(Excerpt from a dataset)
** Begin **

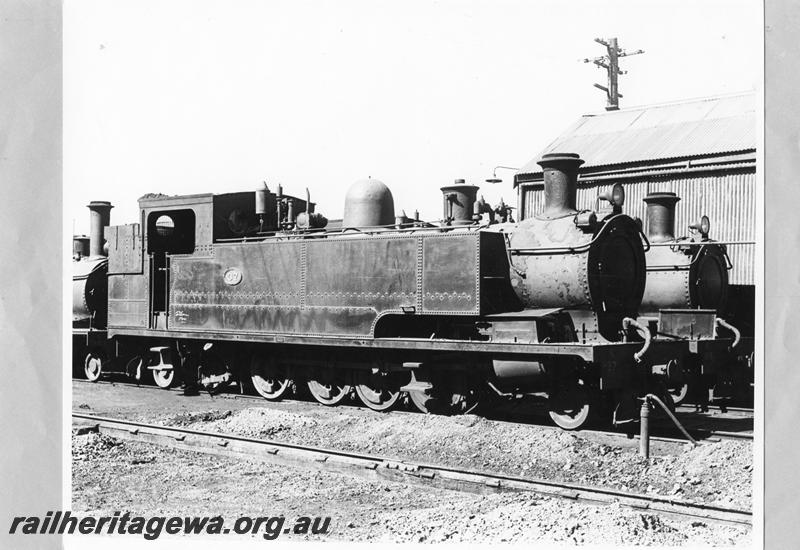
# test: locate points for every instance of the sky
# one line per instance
(195, 96)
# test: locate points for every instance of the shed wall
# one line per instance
(727, 198)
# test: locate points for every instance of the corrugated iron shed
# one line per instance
(704, 150)
(658, 133)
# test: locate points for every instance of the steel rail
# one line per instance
(706, 436)
(377, 467)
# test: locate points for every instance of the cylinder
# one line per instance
(661, 216)
(80, 245)
(560, 184)
(459, 202)
(99, 216)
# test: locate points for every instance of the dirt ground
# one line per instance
(111, 475)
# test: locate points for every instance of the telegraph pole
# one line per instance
(610, 62)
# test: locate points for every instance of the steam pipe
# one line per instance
(99, 217)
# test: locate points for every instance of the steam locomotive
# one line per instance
(687, 279)
(449, 315)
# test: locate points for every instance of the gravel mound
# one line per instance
(718, 473)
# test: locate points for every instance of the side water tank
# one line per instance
(368, 203)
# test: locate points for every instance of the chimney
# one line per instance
(560, 184)
(80, 245)
(459, 202)
(99, 216)
(661, 216)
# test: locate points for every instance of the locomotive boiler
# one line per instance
(686, 292)
(387, 307)
(563, 258)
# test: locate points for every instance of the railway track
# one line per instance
(512, 417)
(382, 468)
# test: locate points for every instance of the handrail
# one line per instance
(628, 322)
(567, 249)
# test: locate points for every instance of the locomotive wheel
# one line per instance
(164, 378)
(328, 387)
(93, 366)
(269, 379)
(572, 408)
(379, 390)
(134, 368)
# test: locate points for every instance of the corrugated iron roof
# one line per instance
(659, 132)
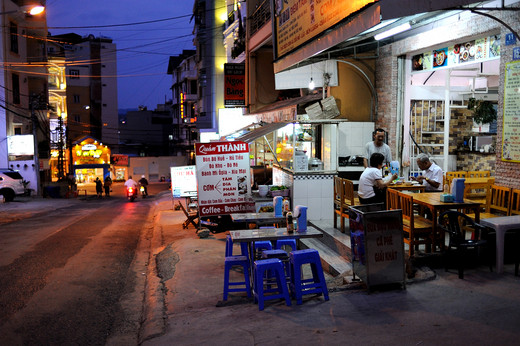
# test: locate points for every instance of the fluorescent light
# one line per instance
(393, 31)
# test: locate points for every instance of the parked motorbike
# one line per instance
(131, 193)
(142, 190)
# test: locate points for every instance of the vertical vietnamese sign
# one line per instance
(184, 181)
(234, 85)
(223, 178)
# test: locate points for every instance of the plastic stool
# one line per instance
(282, 256)
(229, 247)
(275, 266)
(229, 263)
(262, 245)
(286, 242)
(316, 284)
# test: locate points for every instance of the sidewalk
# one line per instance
(482, 309)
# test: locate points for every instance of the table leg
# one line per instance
(500, 251)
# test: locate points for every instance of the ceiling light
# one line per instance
(393, 31)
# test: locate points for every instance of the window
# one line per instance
(13, 32)
(74, 74)
(16, 89)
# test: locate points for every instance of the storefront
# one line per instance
(91, 159)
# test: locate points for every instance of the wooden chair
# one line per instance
(338, 198)
(454, 174)
(191, 217)
(515, 202)
(478, 174)
(497, 203)
(417, 229)
(392, 199)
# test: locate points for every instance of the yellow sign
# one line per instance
(90, 152)
(297, 21)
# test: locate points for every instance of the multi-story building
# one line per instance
(183, 69)
(23, 90)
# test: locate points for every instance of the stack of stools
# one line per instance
(314, 285)
(274, 267)
(233, 261)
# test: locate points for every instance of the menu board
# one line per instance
(511, 125)
(184, 181)
(223, 178)
(461, 53)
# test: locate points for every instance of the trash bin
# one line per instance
(376, 237)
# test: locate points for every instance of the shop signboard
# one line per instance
(297, 21)
(511, 126)
(223, 178)
(234, 85)
(184, 181)
(479, 50)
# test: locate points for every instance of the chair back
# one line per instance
(456, 224)
(392, 199)
(498, 200)
(479, 174)
(349, 198)
(515, 202)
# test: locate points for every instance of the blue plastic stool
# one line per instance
(282, 256)
(300, 286)
(275, 266)
(286, 242)
(230, 262)
(262, 245)
(229, 247)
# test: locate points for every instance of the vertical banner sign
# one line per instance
(223, 178)
(234, 85)
(511, 126)
(184, 181)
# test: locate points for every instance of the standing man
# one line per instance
(377, 146)
(432, 175)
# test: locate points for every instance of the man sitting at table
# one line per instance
(432, 175)
(372, 188)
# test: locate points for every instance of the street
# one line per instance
(65, 273)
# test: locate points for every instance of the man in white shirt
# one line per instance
(371, 185)
(432, 175)
(377, 146)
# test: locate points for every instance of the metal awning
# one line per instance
(261, 131)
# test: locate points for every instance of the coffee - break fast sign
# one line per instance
(223, 178)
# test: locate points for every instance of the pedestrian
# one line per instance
(377, 146)
(99, 187)
(107, 185)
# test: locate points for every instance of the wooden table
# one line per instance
(501, 225)
(432, 201)
(263, 218)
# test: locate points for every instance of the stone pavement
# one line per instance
(482, 309)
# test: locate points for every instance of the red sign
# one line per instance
(234, 85)
(223, 178)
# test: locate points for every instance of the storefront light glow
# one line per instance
(393, 31)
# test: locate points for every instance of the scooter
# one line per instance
(142, 190)
(131, 193)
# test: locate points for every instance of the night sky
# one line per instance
(143, 49)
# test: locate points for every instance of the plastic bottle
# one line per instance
(289, 220)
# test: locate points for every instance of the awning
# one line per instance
(261, 131)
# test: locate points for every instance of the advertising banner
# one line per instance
(184, 181)
(234, 85)
(223, 178)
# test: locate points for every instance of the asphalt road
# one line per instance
(64, 275)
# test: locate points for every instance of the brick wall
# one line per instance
(457, 29)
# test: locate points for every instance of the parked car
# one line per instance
(11, 184)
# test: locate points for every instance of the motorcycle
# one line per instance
(142, 190)
(131, 193)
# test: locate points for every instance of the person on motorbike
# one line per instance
(144, 183)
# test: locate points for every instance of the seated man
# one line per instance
(432, 175)
(371, 185)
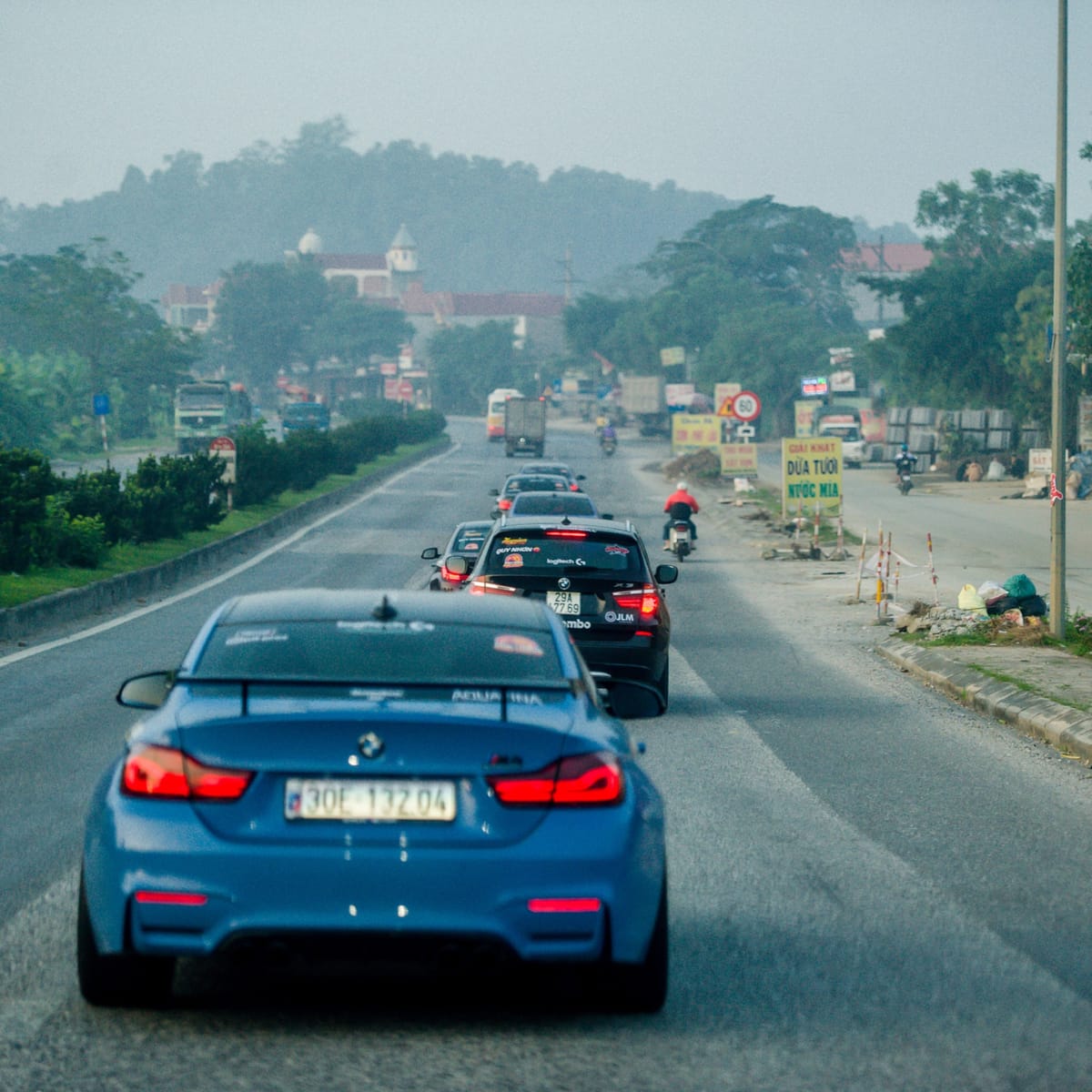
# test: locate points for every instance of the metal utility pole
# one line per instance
(1058, 359)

** End **

* **Exercise details**
Output every line of the records as a Markdown table with the columns Row and Line, numbering the rows and skipping any blank lines. Leave the pictures out of your answer.

* **Reply**
| Row | Line |
|---|---|
| 1 | # test: locate points for every instance of the sky |
| 2 | # one line per instance |
| 3 | (195, 96) |
| 4 | # test: locate points for every instance of the shed wall |
| 5 | # one line per instance |
| 6 | (727, 198) |
| 7 | # test: locate points for every instance of the corrugated iron shed |
| 8 | # one line per instance |
| 9 | (704, 150) |
| 10 | (658, 133) |
| 11 | # test: locate points for every instance of the steel rail |
| 12 | # one line per instance |
| 13 | (706, 436) |
| 14 | (377, 467) |
| 15 | # test: locate points for every instance of the cylinder |
| 16 | # one line per instance |
| 17 | (661, 216) |
| 18 | (80, 245) |
| 19 | (560, 184) |
| 20 | (459, 202) |
| 21 | (99, 216) |
| 22 | # test: locate points for every instance of the dirt ground |
| 23 | # one line per instance |
| 24 | (111, 475) |
| 25 | # test: locate points for every instance of the telegraph pole |
| 26 | # one line per instance |
| 27 | (610, 62) |
| 28 | # test: locate points for every instance of the steam pipe |
| 29 | # one line per instance |
| 30 | (99, 217) |
| 31 | # test: locate points for every instance of the steam locomotive |
| 32 | # one line per instance |
| 33 | (687, 279) |
| 34 | (449, 315) |
| 35 | # test: locate points for every instance of the gravel mound |
| 36 | # one line per instance |
| 37 | (718, 473) |
| 38 | # test: locate points for every instance of the side water tank |
| 39 | # one line per instance |
| 40 | (368, 203) |
| 41 | # test: locate points for every instance of the chimney |
| 42 | # one line per instance |
| 43 | (560, 184) |
| 44 | (80, 245) |
| 45 | (459, 202) |
| 46 | (99, 216) |
| 47 | (661, 216) |
| 48 | # test: locate points for every instance of the locomotive boiler |
| 49 | # one line per instance |
| 50 | (686, 292) |
| 51 | (387, 307) |
| 52 | (563, 258) |
| 53 | # test: locate points for every instance of the railway track |
| 54 | # one line per instance |
| 55 | (512, 417) |
| 56 | (382, 468) |
| 57 | # test: locate points for every instance of the handrail |
| 58 | # one line per instance |
| 59 | (628, 322) |
| 60 | (567, 249) |
| 61 | # test: locate points for every instance of the locomotive wheel |
| 62 | # one line per instance |
| 63 | (164, 378) |
| 64 | (328, 387) |
| 65 | (93, 366) |
| 66 | (269, 379) |
| 67 | (572, 408) |
| 68 | (379, 390) |
| 69 | (134, 368) |
| 70 | # test: locate points for every instance of the corrugated iron roof |
| 71 | # one line per instance |
| 72 | (659, 132) |
| 73 | # test: locate points for every instance of the fluorescent light |
| 74 | # one line per instance |
| 75 | (393, 31) |
| 76 | # test: locate points for every instance of the parked motorbike |
| 77 | # one line per instance |
| 78 | (131, 193) |
| 79 | (142, 190) |
| 80 | # test: locate points for every instance of the vertical vietnamese sign |
| 81 | # one line per instance |
| 82 | (184, 181) |
| 83 | (234, 85) |
| 84 | (223, 178) |
| 85 | # test: locate points for every instance of the plastic stool |
| 86 | # one line per instance |
| 87 | (282, 256) |
| 88 | (229, 247) |
| 89 | (275, 266) |
| 90 | (229, 263) |
| 91 | (262, 245) |
| 92 | (286, 242) |
| 93 | (316, 284) |
| 94 | # test: locate points for every instance of the sidewalk |
| 95 | # one line per instance |
| 96 | (482, 309) |
| 97 | # test: locate points for every instance of the table leg |
| 98 | # one line per instance |
| 99 | (500, 251) |
| 100 | # test: locate points for every instance of the ceiling light |
| 101 | # one line per instance |
| 102 | (393, 31) |
| 103 | # test: locate points for every instance of the window |
| 104 | # one line per instance |
| 105 | (13, 32) |
| 106 | (74, 74) |
| 107 | (16, 89) |
| 108 | # test: locate points for every instance of the storefront |
| 109 | # one line per instance |
| 110 | (91, 159) |
| 111 | # test: locate points for every instance of the wooden chair |
| 112 | # one line per instance |
| 113 | (338, 198) |
| 114 | (454, 174) |
| 115 | (191, 217) |
| 116 | (515, 202) |
| 117 | (478, 174) |
| 118 | (497, 203) |
| 119 | (417, 229) |
| 120 | (392, 199) |
| 121 | # test: locate points for every instance of the yellow sign |
| 122 | # one line per instance |
| 123 | (90, 152) |
| 124 | (297, 21) |
| 125 | # test: locate points for every instance of the multi-story building |
| 126 | # one line per instance |
| 127 | (183, 69) |
| 128 | (23, 90) |
| 129 | # test: locate points for every instance of the stack of stools |
| 130 | # one line per instance |
| 131 | (314, 285) |
| 132 | (274, 267) |
| 133 | (233, 261) |
| 134 | # test: locate points for every instance of the menu board |
| 135 | # one line per instance |
| 136 | (511, 125) |
| 137 | (184, 181) |
| 138 | (223, 178) |
| 139 | (461, 53) |
| 140 | # test: locate points for every instance of the trash bin |
| 141 | # one line per instance |
| 142 | (376, 237) |
| 143 | # test: locate points for every instance of the shop signboard |
| 144 | # one line per instance |
| 145 | (297, 21) |
| 146 | (511, 126) |
| 147 | (223, 178) |
| 148 | (234, 85) |
| 149 | (184, 181) |
| 150 | (479, 50) |
| 151 | # test: locate points for every instance of the chair back |
| 152 | # one line per instance |
| 153 | (456, 224) |
| 154 | (392, 199) |
| 155 | (498, 200) |
| 156 | (479, 174) |
| 157 | (349, 198) |
| 158 | (515, 202) |
| 159 | # test: locate points for every instance of the blue plastic stool |
| 160 | # one line per instance |
| 161 | (282, 256) |
| 162 | (300, 286) |
| 163 | (275, 266) |
| 164 | (286, 242) |
| 165 | (230, 262) |
| 166 | (262, 245) |
| 167 | (229, 247) |
| 168 | # test: locate points for every instance of the vertical banner sign |
| 169 | # one line per instance |
| 170 | (223, 178) |
| 171 | (234, 85) |
| 172 | (511, 126) |
| 173 | (184, 181) |
| 174 | # test: locate points for every instance of the standing man |
| 175 | # one line per instance |
| 176 | (377, 146) |
| 177 | (432, 175) |
| 178 | # test: locate points for every instance of the man sitting at table |
| 179 | # one line per instance |
| 180 | (432, 175) |
| 181 | (372, 188) |
| 182 | # test: locate points for every instance of the street |
| 183 | # one line per instance |
| 184 | (65, 273) |
| 185 | # test: locate points for every instance of the man in white shirt |
| 186 | # one line per instance |
| 187 | (371, 185) |
| 188 | (432, 175) |
| 189 | (377, 146) |
| 190 | # test: locate points for every instance of the metal awning |
| 191 | # one line per instance |
| 192 | (261, 131) |
| 193 | # test: locate points for every instance of the coffee - break fast sign |
| 194 | # one line per instance |
| 195 | (223, 178) |
| 196 | # test: locate points for every instance of the pedestrian |
| 197 | # one line per instance |
| 198 | (377, 146) |
| 199 | (99, 187) |
| 200 | (107, 185) |
| 201 | # test: locate points for every instance of the wooden table |
| 202 | # one line per instance |
| 203 | (501, 225) |
| 204 | (432, 201) |
| 205 | (263, 218) |
| 206 | # test: locate points for every instance of the stone pavement |
| 207 | # one line per instance |
| 208 | (482, 309) |
| 209 | # test: locate points for every instance of the red sign |
| 210 | # one line per instance |
| 211 | (234, 85) |
| 212 | (223, 178) |
| 213 | # test: locate points for every instance of the storefront light glow |
| 214 | # one line per instance |
| 215 | (393, 31) |
| 216 | # test: locate points for every instance of the scooter |
| 217 | # one line per instance |
| 218 | (142, 190) |
| 219 | (131, 193) |
| 220 | # test: locate points for every instance of the night sky |
| 221 | # one line per instance |
| 222 | (143, 49) |
| 223 | # test: locate points for every instance of the plastic bottle |
| 224 | # one line per instance |
| 225 | (289, 220) |
| 226 | # test: locate points for every instance of the awning |
| 227 | # one line per instance |
| 228 | (261, 131) |
| 229 | # test: locate points for every instance of the advertising banner |
| 230 | # one line per instance |
| 231 | (184, 181) |
| 232 | (234, 85) |
| 233 | (223, 178) |
| 234 | # test: locate points for every instance of the asphalt road |
| 235 | # one line per instance |
| 236 | (64, 275) |
| 237 | # test: locate points for every instance of the brick wall |
| 238 | # one line per instance |
| 239 | (457, 29) |
| 240 | # test: locate points for every instance of the parked car |
| 241 | # one line per instance |
| 242 | (11, 184) |
| 243 | # test: locate points for every instance of the motorcycle |
| 244 | # one line per instance |
| 245 | (142, 190) |
| 246 | (131, 193) |
| 247 | # test: locate points for every instance of the person on motorbike |
| 248 | # one line per instance |
| 249 | (144, 183) |
| 250 | # test: locate points for every instance of the seated man |
| 251 | # one line per instance |
| 252 | (432, 175) |
| 253 | (371, 185) |
| 254 | # test: locate points for every instance of the metal utility pole |
| 255 | # one line per instance |
| 256 | (1058, 359) |